> _YOUR TASK_
Although the data below holds other lines too, output only those from the line with "Each instance of the tree trunk" up to and including the line with "Each instance of the foliage", exactly as they appear.

> _Natural language region descriptions_
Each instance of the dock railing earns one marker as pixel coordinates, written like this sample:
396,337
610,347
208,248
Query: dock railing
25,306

--

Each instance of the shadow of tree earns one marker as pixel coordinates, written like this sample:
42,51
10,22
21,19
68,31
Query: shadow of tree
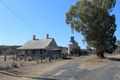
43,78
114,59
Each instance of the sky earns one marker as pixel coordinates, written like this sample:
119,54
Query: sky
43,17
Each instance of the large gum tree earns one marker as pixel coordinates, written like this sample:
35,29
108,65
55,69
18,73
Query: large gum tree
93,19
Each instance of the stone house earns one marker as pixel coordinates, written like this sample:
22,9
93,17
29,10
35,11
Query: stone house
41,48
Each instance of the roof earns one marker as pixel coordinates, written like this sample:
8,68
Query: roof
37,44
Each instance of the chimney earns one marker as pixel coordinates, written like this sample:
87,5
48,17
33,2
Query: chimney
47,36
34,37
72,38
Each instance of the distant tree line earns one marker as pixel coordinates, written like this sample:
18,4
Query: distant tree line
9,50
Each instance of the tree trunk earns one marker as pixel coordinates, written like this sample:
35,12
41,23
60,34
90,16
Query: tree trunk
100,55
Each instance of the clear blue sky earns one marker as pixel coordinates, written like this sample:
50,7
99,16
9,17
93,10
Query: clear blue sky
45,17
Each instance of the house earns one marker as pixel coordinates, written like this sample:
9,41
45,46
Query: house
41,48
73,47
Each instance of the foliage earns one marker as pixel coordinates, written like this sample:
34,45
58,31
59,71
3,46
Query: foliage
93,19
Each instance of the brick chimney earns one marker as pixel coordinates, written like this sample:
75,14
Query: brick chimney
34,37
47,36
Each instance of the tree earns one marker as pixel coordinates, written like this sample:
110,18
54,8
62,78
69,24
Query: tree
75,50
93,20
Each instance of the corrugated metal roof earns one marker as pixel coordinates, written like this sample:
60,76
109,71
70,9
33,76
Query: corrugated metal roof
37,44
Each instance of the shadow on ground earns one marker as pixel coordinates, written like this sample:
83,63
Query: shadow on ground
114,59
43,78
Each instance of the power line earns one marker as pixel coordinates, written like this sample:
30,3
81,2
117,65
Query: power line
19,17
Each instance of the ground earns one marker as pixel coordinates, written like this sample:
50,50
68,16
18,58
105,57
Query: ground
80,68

---

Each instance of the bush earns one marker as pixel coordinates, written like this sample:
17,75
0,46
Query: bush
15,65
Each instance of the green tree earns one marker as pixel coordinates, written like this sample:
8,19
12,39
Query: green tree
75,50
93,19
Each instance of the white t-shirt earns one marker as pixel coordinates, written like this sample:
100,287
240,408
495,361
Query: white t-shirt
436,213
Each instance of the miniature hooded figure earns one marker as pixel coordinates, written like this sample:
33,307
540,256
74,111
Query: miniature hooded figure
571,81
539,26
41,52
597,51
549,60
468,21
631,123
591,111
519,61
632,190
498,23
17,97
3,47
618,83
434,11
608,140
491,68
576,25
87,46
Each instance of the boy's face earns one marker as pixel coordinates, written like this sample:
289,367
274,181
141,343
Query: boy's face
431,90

> _RESULT_
Each instance of the tree trunk earns one marker as pixel coordinates, written like this sample:
35,12
41,23
60,34
90,16
Query: tree trunk
100,55
Each instance of the clear blue sky earns one marker as pixel coordinates, written like this sample:
50,7
99,16
9,17
93,10
Query: clear blue sky
45,17
Each instance of the house earns one marker as pixel coordinates, written like this sample:
9,41
45,46
Query: house
41,48
73,47
Each instance of the foliage earns one marker as pixel coordinates, written like this sample:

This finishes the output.